_Excerpts from point annotation data:_
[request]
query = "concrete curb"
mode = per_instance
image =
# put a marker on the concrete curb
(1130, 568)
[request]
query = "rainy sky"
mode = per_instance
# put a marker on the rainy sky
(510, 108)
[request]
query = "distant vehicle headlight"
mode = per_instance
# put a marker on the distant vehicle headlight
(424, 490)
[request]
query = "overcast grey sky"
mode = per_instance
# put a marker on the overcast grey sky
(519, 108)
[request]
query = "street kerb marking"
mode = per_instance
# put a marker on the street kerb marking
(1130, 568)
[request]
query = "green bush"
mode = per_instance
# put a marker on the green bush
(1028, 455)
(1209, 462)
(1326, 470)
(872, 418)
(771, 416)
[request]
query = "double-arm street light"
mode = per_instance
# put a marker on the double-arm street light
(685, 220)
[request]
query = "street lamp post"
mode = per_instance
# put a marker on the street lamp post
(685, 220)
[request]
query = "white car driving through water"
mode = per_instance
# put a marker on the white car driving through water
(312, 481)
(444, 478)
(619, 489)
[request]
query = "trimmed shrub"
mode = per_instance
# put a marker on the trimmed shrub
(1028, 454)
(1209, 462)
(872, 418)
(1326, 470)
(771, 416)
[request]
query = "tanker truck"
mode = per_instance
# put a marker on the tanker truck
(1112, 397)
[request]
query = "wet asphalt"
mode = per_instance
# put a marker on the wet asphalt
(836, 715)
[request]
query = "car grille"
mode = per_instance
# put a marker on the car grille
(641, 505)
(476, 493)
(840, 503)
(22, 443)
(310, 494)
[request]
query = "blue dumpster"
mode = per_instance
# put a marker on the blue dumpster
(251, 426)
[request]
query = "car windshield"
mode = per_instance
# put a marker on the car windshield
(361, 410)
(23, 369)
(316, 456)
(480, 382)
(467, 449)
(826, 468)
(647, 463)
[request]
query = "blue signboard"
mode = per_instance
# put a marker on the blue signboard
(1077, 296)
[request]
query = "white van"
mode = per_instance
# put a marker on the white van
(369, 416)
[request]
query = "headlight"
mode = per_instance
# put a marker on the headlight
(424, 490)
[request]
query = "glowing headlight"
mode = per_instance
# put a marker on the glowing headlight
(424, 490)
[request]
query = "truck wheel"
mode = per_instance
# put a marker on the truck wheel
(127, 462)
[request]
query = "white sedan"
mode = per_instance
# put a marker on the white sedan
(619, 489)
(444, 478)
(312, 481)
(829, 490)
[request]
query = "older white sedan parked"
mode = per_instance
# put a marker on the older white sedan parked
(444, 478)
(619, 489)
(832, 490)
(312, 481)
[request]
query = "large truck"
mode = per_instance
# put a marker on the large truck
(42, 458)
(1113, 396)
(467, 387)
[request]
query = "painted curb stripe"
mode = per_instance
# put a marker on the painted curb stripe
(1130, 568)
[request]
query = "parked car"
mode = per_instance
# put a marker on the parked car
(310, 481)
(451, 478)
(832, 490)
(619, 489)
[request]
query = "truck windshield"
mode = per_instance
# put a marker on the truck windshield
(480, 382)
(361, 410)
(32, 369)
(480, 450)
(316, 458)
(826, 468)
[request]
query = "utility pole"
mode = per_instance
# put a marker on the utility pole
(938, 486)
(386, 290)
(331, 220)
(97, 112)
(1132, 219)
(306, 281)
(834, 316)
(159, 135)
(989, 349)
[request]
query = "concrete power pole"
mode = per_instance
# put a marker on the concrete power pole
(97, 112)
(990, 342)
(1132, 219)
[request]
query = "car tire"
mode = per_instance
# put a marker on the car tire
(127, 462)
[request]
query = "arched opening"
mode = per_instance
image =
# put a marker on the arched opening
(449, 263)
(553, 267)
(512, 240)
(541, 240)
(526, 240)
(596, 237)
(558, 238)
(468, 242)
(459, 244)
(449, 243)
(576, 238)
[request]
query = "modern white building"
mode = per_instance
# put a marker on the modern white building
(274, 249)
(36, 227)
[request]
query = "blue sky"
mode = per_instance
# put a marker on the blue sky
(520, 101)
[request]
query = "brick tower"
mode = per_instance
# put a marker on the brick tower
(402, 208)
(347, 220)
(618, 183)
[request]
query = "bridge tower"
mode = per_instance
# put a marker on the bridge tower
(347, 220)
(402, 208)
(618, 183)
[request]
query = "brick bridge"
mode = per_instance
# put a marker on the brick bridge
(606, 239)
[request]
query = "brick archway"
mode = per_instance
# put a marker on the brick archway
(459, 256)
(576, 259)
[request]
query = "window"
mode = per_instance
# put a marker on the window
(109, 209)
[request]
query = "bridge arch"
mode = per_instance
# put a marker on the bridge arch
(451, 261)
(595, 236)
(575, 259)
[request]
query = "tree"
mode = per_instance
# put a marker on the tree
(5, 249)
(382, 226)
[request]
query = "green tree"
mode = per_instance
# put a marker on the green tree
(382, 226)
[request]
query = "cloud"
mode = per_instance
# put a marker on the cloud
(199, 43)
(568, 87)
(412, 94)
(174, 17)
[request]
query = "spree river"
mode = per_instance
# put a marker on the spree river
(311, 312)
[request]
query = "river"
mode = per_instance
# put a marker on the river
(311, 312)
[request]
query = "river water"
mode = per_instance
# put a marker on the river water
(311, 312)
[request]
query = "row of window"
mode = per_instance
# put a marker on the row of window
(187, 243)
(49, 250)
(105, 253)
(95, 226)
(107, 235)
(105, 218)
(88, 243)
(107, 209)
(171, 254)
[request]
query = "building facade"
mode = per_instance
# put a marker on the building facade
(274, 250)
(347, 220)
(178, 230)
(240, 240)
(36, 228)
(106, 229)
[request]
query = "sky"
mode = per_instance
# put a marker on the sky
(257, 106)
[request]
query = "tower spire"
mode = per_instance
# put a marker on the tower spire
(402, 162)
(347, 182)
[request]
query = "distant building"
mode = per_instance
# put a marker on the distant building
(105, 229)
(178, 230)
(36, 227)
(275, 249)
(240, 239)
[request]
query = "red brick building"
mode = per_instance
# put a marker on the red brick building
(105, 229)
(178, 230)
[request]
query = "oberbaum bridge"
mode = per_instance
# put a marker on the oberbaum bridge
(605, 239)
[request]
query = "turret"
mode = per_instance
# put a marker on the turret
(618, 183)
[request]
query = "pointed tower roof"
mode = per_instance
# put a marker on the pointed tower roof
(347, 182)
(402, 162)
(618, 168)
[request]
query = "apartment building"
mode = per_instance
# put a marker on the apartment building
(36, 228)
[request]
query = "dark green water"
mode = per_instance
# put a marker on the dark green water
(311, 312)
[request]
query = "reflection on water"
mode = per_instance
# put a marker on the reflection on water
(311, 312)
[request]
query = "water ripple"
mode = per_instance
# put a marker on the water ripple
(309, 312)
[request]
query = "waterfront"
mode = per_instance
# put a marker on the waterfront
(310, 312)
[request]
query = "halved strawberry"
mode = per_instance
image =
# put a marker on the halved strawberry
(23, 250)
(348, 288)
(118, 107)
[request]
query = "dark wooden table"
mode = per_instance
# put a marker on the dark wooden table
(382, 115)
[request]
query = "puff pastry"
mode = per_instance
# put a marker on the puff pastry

_SHORT PROBLEM:_ Take the records above and return them exactly as written.

_ANSWER TO THIS EXERCISE:_
[request]
query = "concrete curb"
mode = per_instance
image =
# put a marker on the concrete curb
(1130, 568)
[request]
query = "rainy sky"
mode = per_instance
# put a marker on the rainy sky
(510, 108)
[request]
query = "distant vehicle headlight"
mode = per_instance
# put a marker on the distant vehicle headlight
(424, 490)
[request]
query = "overcast grey sky"
mode = per_instance
# put a marker on the overcast grey sky
(519, 108)
[request]
query = "street kerb marking"
mode = per_instance
# put a marker on the street kerb marking
(1130, 568)
[request]
query = "green bush"
mode = per_instance
# put a marker on the green bush
(1028, 455)
(1209, 462)
(1326, 470)
(872, 418)
(771, 416)
[request]
query = "double-arm street light"
mode = per_instance
# put a marker on the double-arm street light
(685, 220)
[request]
query = "street lamp post"
mode = per_instance
# put a marker on the street lamp post
(685, 220)
[request]
query = "white car driving through water"
mode = per_instance
# put a marker on the white car driving through water
(312, 481)
(444, 478)
(619, 489)
[request]
query = "trimmed shrub"
mode = per_instance
# put a marker on the trimmed shrub
(1028, 454)
(1209, 462)
(872, 418)
(1326, 470)
(771, 416)
[request]
query = "tanker truck"
mode = per_instance
# put a marker on the tanker truck
(1112, 397)
[request]
query = "wet asphalt"
mode = per_instance
# put a marker on the wet asphalt
(836, 715)
[request]
query = "car grille"
mode = per_instance
# put a marker on the car grille
(641, 505)
(476, 493)
(840, 503)
(22, 443)
(310, 494)
[request]
query = "blue dumpster"
mode = per_instance
# put a marker on the blue dumpster
(251, 426)
[request]
query = "car windshield"
mode = per_instance
# put a marker on the car windshield
(361, 410)
(23, 369)
(316, 456)
(480, 382)
(467, 449)
(826, 468)
(647, 463)
[request]
query = "blue signboard"
mode = per_instance
# put a marker on the blue signboard
(1077, 296)
[request]
query = "white van"
mode = per_instance
# put a marker on the white van
(369, 416)
[request]
query = "headlight"
mode = per_instance
# put a marker on the headlight
(424, 490)
[request]
query = "glowing headlight"
mode = per_instance
# put a marker on the glowing headlight
(424, 490)
[request]
query = "truck wheel"
mode = per_instance
# put a marker on the truck wheel
(127, 462)
[request]
query = "white sedan"
mode = per_instance
# put a marker on the white sedan
(619, 489)
(444, 478)
(312, 481)
(829, 490)
[request]
query = "older white sedan parked"
mode = per_instance
# put a marker on the older white sedan parked
(444, 478)
(619, 489)
(832, 490)
(312, 481)
[request]
query = "large truck"
mode = per_instance
# put a marker on the large truck
(42, 458)
(1113, 396)
(467, 387)
[request]
query = "painted curb stripe"
mode = per_instance
# put a marker on the painted curb stripe
(1130, 568)
[request]
query = "parked car"
mode = per_instance
# put a marker on the parked car
(310, 481)
(451, 478)
(832, 490)
(619, 489)
[request]
query = "truck windshield"
mode = per_instance
# put a marker on the truck windshield
(480, 382)
(361, 410)
(32, 369)
(480, 450)
(316, 458)
(826, 468)
[request]
query = "utility pole"
mode = per_instance
# put a marker on the utility pole
(938, 486)
(386, 290)
(331, 220)
(97, 112)
(1132, 219)
(306, 281)
(834, 316)
(159, 135)
(989, 349)
[request]
query = "concrete power pole"
mode = per_instance
# put a marker on the concrete power pole
(97, 112)
(990, 342)
(1132, 219)
[request]
query = "car tire"
mode = per_instance
# put a marker on the car tire
(127, 462)
[request]
query = "arched opening"
mode = per_instance
image =
# put a marker on the arched opening
(449, 263)
(553, 267)
(512, 240)
(541, 240)
(526, 240)
(596, 237)
(558, 238)
(468, 242)
(459, 244)
(449, 243)
(576, 238)
[request]
query = "modern white building"
mode = per_instance
# put a marker on the modern white building
(274, 249)
(36, 227)
[request]
query = "blue sky"
mode = per_instance
# put a marker on the blue sky
(520, 101)
[request]
query = "brick tower"
mode = per_instance
# put a marker on the brick tower
(402, 208)
(347, 220)
(618, 183)
[request]
query = "bridge tower"
mode = per_instance
# put a marker on the bridge tower
(347, 220)
(402, 208)
(618, 183)
[request]
query = "brick bridge"
mode = per_instance
# put a marker on the brick bridge
(606, 239)
[request]
query = "brick archway"
mode = per_instance
# put a marker on the brick archway
(459, 256)
(576, 259)
[request]
query = "window"
mode = per_instance
# put a marker on the window
(109, 209)
[request]
query = "bridge arch"
mode = per_instance
# put a marker on the bridge arch
(451, 261)
(595, 236)
(575, 259)
[request]
query = "tree"
mode = per_instance
# put a marker on the tree
(5, 249)
(382, 226)
[request]
query = "green tree"
mode = per_instance
# put a marker on the green tree
(382, 226)
[request]
query = "cloud"
mode = per_instance
# put a marker on the cloud
(199, 43)
(568, 87)
(412, 94)
(174, 17)
[request]
query = "spree river"
mode = per_instance
# put a marker on the spree river
(311, 312)
[request]
query = "river"
mode = per_instance
# put a marker on the river
(311, 312)
[request]
query = "river water"
mode = per_instance
# put a marker on the river water
(311, 312)
[request]
query = "row of window"
mode = per_instance
# put a marker on the row of window
(187, 243)
(49, 250)
(105, 253)
(95, 226)
(107, 235)
(105, 218)
(88, 243)
(107, 209)
(171, 254)
[request]
query = "building facade"
mode = per_instance
# put a marker on the building facade
(274, 250)
(347, 220)
(178, 230)
(240, 240)
(36, 228)
(106, 229)
[request]
query = "sky"
mode = per_instance
# put a marker on the sky
(257, 106)
[request]
query = "tower spire"
mode = per_instance
# put a marker on the tower spire
(402, 162)
(347, 182)
[request]
query = "distant building"
mode = per_instance
# put a marker on the distant building
(105, 229)
(178, 230)
(36, 227)
(275, 249)
(240, 239)
[request]
query = "red brick building"
mode = per_instance
# put a marker on the red brick building
(105, 229)
(178, 230)
[request]
query = "oberbaum bridge"
mode = per_instance
# put a marker on the oberbaum bridge
(605, 239)
[request]
query = "turret"
mode = per_instance
# put a marker on the turret
(618, 183)
[request]
query = "pointed tower roof"
mode = per_instance
# put a marker on the pointed tower roof
(347, 182)
(402, 162)
(618, 168)
[request]
query = "apartment building"
mode = per_instance
# put a marker on the apartment building
(36, 228)
[request]
query = "dark green water"
mode = per_instance
# put a marker on the dark green water
(311, 312)
[request]
query = "reflection on water"
mode = per_instance
# put a marker on the reflection on water
(311, 312)
[request]
query = "water ripple"
mode = per_instance
# put a marker on the water ripple
(309, 312)
[request]
query = "waterfront"
mode = per_instance
# put a marker on the waterfront
(310, 312)
[request]
query = "halved strawberry"
mode = per_instance
image =
# put a marker on the halved strawberry
(23, 250)
(348, 288)
(118, 107)
[request]
query = "dark wooden table"
mode = per_instance
# put a marker on the dark wooden table
(382, 115)
[request]
query = "puff pastry"
mode = per_instance
# put a marker on the puff pastry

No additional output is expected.